>> begin

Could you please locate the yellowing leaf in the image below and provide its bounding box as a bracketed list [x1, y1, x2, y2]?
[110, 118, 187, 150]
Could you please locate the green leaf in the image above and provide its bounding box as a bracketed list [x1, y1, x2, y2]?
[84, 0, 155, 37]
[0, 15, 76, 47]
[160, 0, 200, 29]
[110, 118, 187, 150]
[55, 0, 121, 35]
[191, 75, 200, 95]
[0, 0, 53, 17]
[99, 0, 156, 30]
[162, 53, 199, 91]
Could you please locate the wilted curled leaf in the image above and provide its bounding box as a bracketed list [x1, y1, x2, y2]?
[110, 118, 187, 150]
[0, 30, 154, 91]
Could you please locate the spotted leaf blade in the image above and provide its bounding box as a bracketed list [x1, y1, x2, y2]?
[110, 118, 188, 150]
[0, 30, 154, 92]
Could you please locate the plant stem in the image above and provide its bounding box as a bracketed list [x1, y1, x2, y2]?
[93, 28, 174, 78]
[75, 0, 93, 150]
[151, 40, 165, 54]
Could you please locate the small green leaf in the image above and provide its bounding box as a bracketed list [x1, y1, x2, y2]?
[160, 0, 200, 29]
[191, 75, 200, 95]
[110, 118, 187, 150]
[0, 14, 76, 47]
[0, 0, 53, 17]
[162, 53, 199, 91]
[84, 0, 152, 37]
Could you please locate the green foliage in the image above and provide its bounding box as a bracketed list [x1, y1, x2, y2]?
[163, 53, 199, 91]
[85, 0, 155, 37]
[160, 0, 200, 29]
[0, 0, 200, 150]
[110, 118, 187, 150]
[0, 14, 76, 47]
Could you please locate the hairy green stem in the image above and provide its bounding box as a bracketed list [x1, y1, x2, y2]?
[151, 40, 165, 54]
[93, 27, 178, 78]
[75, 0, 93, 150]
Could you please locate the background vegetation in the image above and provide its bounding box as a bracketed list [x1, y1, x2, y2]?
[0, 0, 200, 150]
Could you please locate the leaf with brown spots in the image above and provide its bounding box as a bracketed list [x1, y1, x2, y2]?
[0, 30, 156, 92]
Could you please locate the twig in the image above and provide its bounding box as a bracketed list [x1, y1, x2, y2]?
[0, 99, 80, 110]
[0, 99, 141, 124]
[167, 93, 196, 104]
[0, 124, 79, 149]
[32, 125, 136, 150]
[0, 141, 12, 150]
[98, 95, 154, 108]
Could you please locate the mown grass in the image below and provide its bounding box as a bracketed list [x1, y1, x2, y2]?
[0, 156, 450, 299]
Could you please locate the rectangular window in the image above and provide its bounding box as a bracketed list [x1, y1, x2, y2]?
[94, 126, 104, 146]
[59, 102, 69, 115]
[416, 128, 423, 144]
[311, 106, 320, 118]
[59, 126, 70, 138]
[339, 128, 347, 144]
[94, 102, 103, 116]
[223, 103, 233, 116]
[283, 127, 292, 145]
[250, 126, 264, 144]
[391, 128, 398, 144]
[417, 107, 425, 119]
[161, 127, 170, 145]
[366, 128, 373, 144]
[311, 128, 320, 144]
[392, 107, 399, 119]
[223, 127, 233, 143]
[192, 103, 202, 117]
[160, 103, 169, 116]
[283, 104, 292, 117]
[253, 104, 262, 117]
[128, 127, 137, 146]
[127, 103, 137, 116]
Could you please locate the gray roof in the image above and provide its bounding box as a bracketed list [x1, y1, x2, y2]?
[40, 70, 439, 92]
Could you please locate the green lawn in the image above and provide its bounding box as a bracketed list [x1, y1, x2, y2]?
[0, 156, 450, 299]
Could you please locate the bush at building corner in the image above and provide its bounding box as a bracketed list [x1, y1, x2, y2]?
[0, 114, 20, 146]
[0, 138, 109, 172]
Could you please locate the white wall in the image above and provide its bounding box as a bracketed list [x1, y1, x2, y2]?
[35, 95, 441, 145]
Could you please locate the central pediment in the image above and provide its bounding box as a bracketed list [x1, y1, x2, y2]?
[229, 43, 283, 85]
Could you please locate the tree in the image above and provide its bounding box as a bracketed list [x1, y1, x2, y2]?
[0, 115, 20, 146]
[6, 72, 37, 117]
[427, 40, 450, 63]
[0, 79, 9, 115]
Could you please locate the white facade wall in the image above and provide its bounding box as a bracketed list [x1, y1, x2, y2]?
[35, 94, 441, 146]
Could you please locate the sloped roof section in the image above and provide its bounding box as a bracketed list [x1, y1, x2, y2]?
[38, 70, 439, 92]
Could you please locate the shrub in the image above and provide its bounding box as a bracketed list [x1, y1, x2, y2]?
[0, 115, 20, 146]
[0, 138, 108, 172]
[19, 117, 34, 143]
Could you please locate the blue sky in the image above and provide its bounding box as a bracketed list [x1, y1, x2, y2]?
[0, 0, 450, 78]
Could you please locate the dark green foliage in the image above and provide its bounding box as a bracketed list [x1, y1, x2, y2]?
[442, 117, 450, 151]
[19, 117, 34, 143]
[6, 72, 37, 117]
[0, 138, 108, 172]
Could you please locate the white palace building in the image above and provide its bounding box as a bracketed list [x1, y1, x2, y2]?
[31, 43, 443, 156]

>> end

### [Prompt]
Convert every line above into a Markdown table with the columns Row and Line, putting each line's number under Row and its text under Line. Leave out blank lines.

### [Finished task]
| Row | Line |
|---|---|
| 1 | Could you please locate the yellowing leaf in the image below and provide its bounding box as a bracketed list [x1, y1, x2, y2]? |
| 2 | [110, 118, 187, 150] |
| 3 | Could you please locate the green leaf in the image above and provide its bounding box as a bracketed list [x1, y1, x2, y2]? |
| 4 | [84, 0, 155, 37] |
| 5 | [0, 15, 76, 47] |
| 6 | [160, 0, 200, 29] |
| 7 | [110, 118, 187, 150] |
| 8 | [55, 0, 121, 35] |
| 9 | [191, 75, 200, 95] |
| 10 | [0, 0, 53, 17] |
| 11 | [99, 0, 156, 30] |
| 12 | [162, 53, 199, 91] |
| 13 | Could you please locate the wilted curled leaf in the image above and provide its bounding box as a bracketed list [x1, y1, x2, y2]? |
| 14 | [110, 118, 187, 150] |
| 15 | [0, 30, 154, 91] |
| 16 | Could you please locate the spotted leaf blade in the image above and provide its bounding box as a bracketed list [x1, y1, x2, y2]? |
| 17 | [110, 118, 188, 150] |
| 18 | [0, 30, 154, 92] |
| 19 | Could you please locate the plant stem in the image above and provide its bounding box as a bracketed list [x1, y1, x2, y2]? |
| 20 | [93, 28, 174, 78] |
| 21 | [75, 0, 93, 150] |
| 22 | [151, 40, 165, 54] |
| 23 | Could you please locate the small green leaf in the image above and provide its bounding box as a bracketed list [x1, y1, x2, y2]? |
| 24 | [160, 0, 200, 29] |
| 25 | [191, 75, 200, 95] |
| 26 | [110, 118, 187, 150] |
| 27 | [0, 14, 76, 47] |
| 28 | [0, 0, 53, 17] |
| 29 | [162, 53, 199, 91] |
| 30 | [84, 0, 152, 37] |
| 31 | Could you please locate the green foliage in the image above and provide its bounding box as a bracketed list [x1, y1, x2, y2]? |
| 32 | [163, 53, 199, 91] |
| 33 | [85, 0, 155, 37] |
| 34 | [160, 0, 200, 29] |
| 35 | [0, 0, 200, 150] |
| 36 | [110, 118, 187, 150] |
| 37 | [0, 14, 76, 47] |
| 38 | Could you please locate the hairy green stem in the image above and provide its bounding box as a bracketed list [x1, y1, x2, y2]? |
| 39 | [151, 40, 165, 54] |
| 40 | [93, 27, 178, 78] |
| 41 | [75, 0, 93, 150] |
| 42 | Could you please locate the background vegetation in the image above and provide its bounding box as a bracketed list [x1, y1, x2, y2]? |
| 43 | [0, 0, 200, 150] |
| 44 | Could you please locate the leaf with brown spots in the image above and provide its bounding box as a bracketed list [x1, y1, x2, y2]? |
| 45 | [0, 30, 156, 92] |
| 46 | Could you please locate the twig in the image above and provide its bounding box as a bracketed list [x1, y1, x2, y2]? |
| 47 | [0, 99, 80, 110] |
| 48 | [0, 99, 141, 124] |
| 49 | [167, 93, 196, 104] |
| 50 | [0, 124, 79, 149] |
| 51 | [32, 125, 136, 150] |
| 52 | [0, 141, 12, 150] |
| 53 | [98, 95, 154, 108] |
| 54 | Could you please locate the mown grass in the image below and provide its bounding box as a bracketed list [x1, y1, x2, y2]? |
| 55 | [0, 156, 450, 299] |
| 56 | Could you please locate the rectangular window in the image above and provide its bounding box as a bracketed list [x1, y1, x2, y2]? |
| 57 | [94, 126, 104, 146] |
| 58 | [59, 102, 69, 115] |
| 59 | [416, 128, 423, 144] |
| 60 | [311, 106, 320, 118] |
| 61 | [59, 126, 70, 138] |
| 62 | [339, 128, 347, 144] |
| 63 | [94, 102, 103, 116] |
| 64 | [223, 103, 233, 116] |
| 65 | [283, 127, 292, 145] |
| 66 | [250, 126, 264, 144] |
| 67 | [391, 128, 398, 144] |
| 68 | [417, 107, 425, 119] |
| 69 | [161, 127, 170, 145] |
| 70 | [366, 128, 373, 144] |
| 71 | [311, 128, 320, 144] |
| 72 | [392, 107, 399, 119] |
| 73 | [223, 127, 233, 143] |
| 74 | [192, 103, 202, 117] |
| 75 | [160, 103, 169, 116] |
| 76 | [283, 104, 292, 117] |
| 77 | [253, 104, 262, 117] |
| 78 | [128, 127, 137, 146] |
| 79 | [127, 103, 137, 116] |
| 80 | Could you please locate the gray roof in the image above and provide its bounding box as a bracketed list [x1, y1, x2, y2]? |
| 81 | [40, 70, 439, 92] |
| 82 | Could you please locate the green lawn in the image above and provide its bounding box as a bracketed list [x1, y1, x2, y2]? |
| 83 | [0, 156, 450, 299] |
| 84 | Could you please locate the bush at building corner in the image above and provide its bounding box as a bracketed list [x1, y1, x2, y2]? |
| 85 | [0, 114, 20, 146] |
| 86 | [0, 138, 109, 172] |
| 87 | Could you please locate the white wall in the image above and provide its bounding box as a bracketed list [x1, y1, x2, y2]? |
| 88 | [35, 95, 441, 145] |
| 89 | Could you please locate the central pediment in the image above and provide its bounding box as a bracketed list [x1, y1, x2, y2]? |
| 90 | [229, 43, 283, 85] |
| 91 | Could you please locate the tree in the image above and provide its bounding box as a bracketed list [x1, y1, x2, y2]? |
| 92 | [0, 115, 20, 146] |
| 93 | [6, 72, 37, 117] |
| 94 | [427, 40, 450, 63] |
| 95 | [0, 79, 9, 115] |
| 96 | Could you please locate the white facade wall in the image above and provide its bounding box as a bracketed list [x1, y1, x2, y2]? |
| 97 | [35, 94, 441, 146] |
| 98 | Could you please locate the sloped roof section in the image above and provide its bounding box as a bracketed list [x1, y1, x2, y2]? |
| 99 | [38, 70, 439, 92] |
| 100 | Could you please locate the shrub in the image above and provide its bounding box as a bracketed list [x1, y1, x2, y2]? |
| 101 | [0, 115, 20, 146] |
| 102 | [0, 138, 108, 172] |
| 103 | [19, 117, 34, 143] |
| 104 | Could you please locate the blue sky in the image above and provide its bounding box as a bracketed list [x1, y1, x2, y2]? |
| 105 | [0, 0, 450, 78] |
| 106 | Could you please locate the dark green foliage in the image above and provide its bounding box as a bracketed list [x1, y1, x2, y2]? |
| 107 | [442, 117, 450, 151] |
| 108 | [19, 117, 34, 143] |
| 109 | [6, 72, 37, 117] |
| 110 | [0, 138, 108, 172] |
| 111 | Could you please locate the white palace building in the image above and provide its bounding box as a bracketed list [x1, y1, x2, y2]? |
| 112 | [31, 43, 443, 156] |